Tarefa: Devolva, sem mudar nada, o trecho do texto sobre Bonnard que começa em "Crer em Bonnard" e termina em "milagre da cor.".

***** Texto original *****

Creio no mistério da
vida, portanto creio na luz alvissareira de Bonnard. Creio da mesma forma que o
pássaro crê no céu. Creio não para que os outros creiam tal como eu, pois talvez
a minha crença seja a crença de um homem só. Que posso fazer senão crer com
discrição, enquanto algo latente arde em mim? Crer sem nenhum adepto que já não
tenha dentro de si algo de enlevo, eis a minha missão. Crer até que se chegue o
momento de partilha silenciosa – algum pão que prefere a divisão a partir das
mãos, pois toda faca possui o corte cego. Sim, no que digo sempre há uma crença
palpável, sempre há uma afirmação da pele diante do frescor matutino da arte.
Crer em Bonnard é algo
que somente os meus olhos peregrinos jamais silenciam. Não por que a cor de
Bonnard simplesmente perdure, nem por que simplesmente arrebate, mas sim por
que perdura em meu coração para que assim profundamente me arrebate. É aquela
cor que o mundo vê, mas não vê. É aquela cor que tinha tudo para ser vista, mas
que logo se escapa assim como se escapa a vida. É por conta disso que enfatizo
o quanto é importante a crença na cor de Bonnard. Para que dessa maneira se vá
além do efêmero e do contingente. Para que não de outro modo se recupere o
milagre da cor.

***** Linhas originais *****

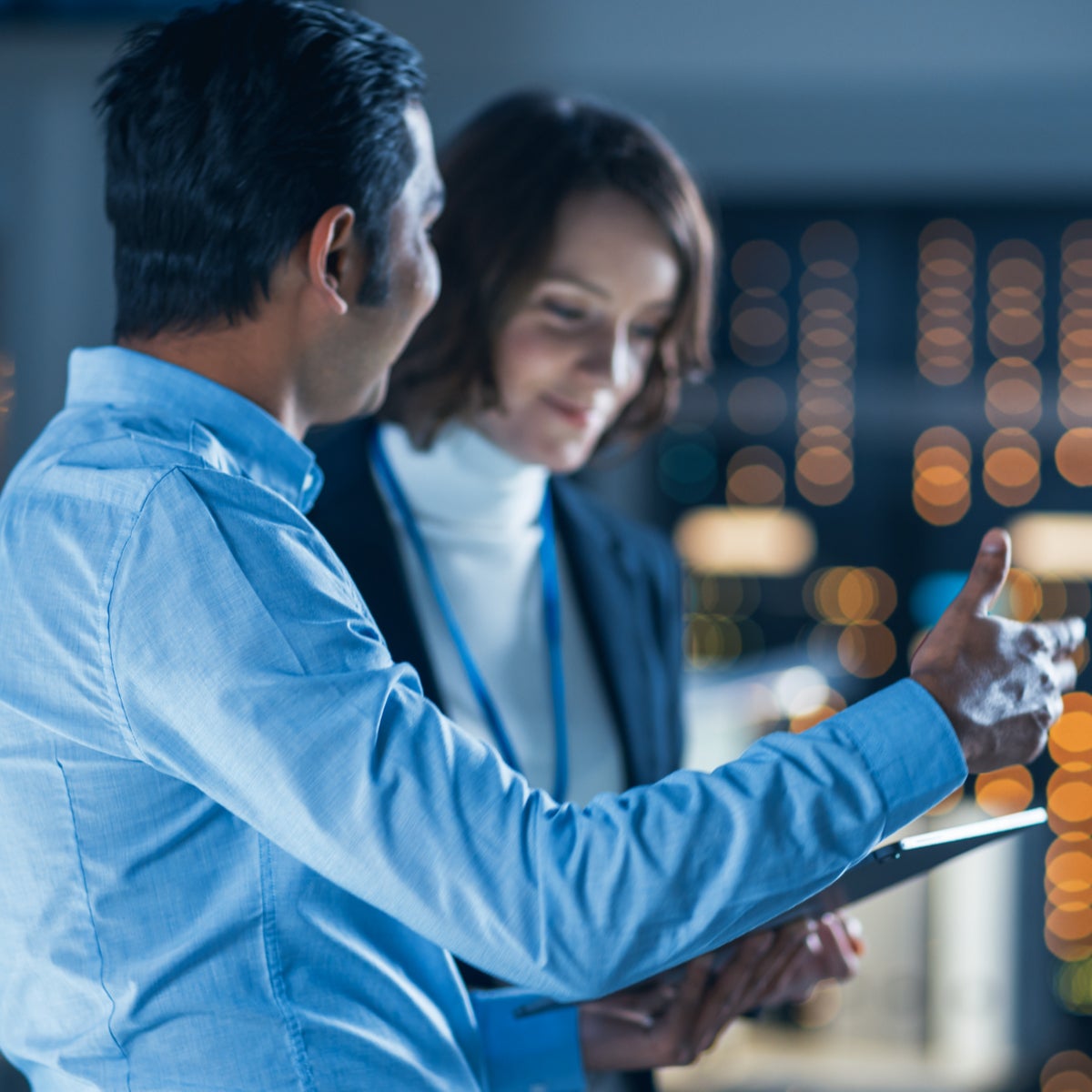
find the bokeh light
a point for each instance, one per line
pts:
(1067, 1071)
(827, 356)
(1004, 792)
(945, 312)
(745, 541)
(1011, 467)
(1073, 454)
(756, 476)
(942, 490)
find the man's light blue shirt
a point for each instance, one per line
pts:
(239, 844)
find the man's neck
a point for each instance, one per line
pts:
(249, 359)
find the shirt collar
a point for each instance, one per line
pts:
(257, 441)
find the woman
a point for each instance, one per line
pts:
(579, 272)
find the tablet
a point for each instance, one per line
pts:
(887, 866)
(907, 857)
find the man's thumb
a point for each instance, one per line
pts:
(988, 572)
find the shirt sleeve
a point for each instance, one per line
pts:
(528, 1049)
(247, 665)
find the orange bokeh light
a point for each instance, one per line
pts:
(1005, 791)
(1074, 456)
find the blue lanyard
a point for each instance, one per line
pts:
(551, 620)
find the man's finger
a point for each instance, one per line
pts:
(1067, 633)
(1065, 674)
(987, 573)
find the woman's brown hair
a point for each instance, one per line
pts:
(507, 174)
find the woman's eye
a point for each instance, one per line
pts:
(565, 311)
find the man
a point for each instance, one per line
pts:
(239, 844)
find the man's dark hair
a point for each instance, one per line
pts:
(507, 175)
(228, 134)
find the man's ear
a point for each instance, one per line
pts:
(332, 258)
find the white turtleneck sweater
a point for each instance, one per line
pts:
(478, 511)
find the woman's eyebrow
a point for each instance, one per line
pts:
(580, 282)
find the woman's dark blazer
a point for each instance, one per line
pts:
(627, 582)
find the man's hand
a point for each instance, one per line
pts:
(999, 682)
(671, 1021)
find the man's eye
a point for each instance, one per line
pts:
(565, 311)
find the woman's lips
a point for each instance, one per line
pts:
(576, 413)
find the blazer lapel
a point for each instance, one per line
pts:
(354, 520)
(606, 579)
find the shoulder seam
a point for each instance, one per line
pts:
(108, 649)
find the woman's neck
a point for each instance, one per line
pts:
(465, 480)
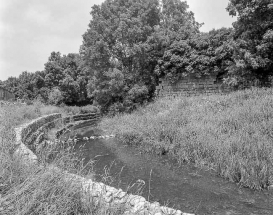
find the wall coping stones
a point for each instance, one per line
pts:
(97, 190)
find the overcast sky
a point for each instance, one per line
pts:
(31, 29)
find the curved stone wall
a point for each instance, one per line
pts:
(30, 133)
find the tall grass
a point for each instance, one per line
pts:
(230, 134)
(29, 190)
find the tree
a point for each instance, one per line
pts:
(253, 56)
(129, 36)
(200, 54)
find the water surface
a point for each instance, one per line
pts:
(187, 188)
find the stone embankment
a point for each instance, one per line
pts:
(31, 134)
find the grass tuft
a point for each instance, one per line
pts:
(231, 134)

*****
***** Linhas originais *****

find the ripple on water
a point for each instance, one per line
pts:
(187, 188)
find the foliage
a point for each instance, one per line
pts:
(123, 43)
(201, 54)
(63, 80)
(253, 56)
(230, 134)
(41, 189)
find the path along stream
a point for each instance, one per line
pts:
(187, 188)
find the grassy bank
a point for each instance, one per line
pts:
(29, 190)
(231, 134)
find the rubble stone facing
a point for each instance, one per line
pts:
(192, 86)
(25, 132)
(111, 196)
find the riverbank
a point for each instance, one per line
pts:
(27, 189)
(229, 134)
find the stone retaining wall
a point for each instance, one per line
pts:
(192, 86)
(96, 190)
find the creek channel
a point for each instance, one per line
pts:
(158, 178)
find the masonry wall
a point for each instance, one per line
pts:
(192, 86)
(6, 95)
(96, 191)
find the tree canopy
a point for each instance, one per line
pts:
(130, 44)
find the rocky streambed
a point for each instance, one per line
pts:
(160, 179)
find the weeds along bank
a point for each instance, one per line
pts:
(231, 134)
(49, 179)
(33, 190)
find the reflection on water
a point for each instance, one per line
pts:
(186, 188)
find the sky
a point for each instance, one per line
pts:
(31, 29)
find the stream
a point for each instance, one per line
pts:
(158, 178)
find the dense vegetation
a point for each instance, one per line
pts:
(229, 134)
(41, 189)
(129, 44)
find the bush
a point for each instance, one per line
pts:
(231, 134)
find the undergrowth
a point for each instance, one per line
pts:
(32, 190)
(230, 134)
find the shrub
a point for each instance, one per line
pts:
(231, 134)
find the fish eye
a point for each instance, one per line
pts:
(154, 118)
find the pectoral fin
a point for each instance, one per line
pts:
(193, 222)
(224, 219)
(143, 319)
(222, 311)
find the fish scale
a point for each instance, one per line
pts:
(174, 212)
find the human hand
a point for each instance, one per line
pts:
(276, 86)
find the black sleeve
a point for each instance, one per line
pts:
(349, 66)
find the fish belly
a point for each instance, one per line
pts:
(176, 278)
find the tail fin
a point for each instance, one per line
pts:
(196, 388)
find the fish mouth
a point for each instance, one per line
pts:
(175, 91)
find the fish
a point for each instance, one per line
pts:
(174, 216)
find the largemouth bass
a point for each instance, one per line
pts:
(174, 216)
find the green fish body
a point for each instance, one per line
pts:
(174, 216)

*****

Resultado correto:
Crer em Bonnard é algo
que somente os meus olhos peregrinos jamais silenciam. Não por que a cor de
Bonnard simplesmente perdure, nem por que simplesmente arrebate, mas sim por
que perdura em meu coração para que assim profundamente me arrebate. É aquela
cor que o mundo vê, mas não vê. É aquela cor que tinha tudo para ser vista, mas
que logo se escapa assim como se escapa a vida. É por conta disso que enfatizo
o quanto é importante a crença na cor de Bonnard. Para que dessa maneira se vá
além do efêmero e do contingente. Para que não de outro modo se recupere o
milagre da cor.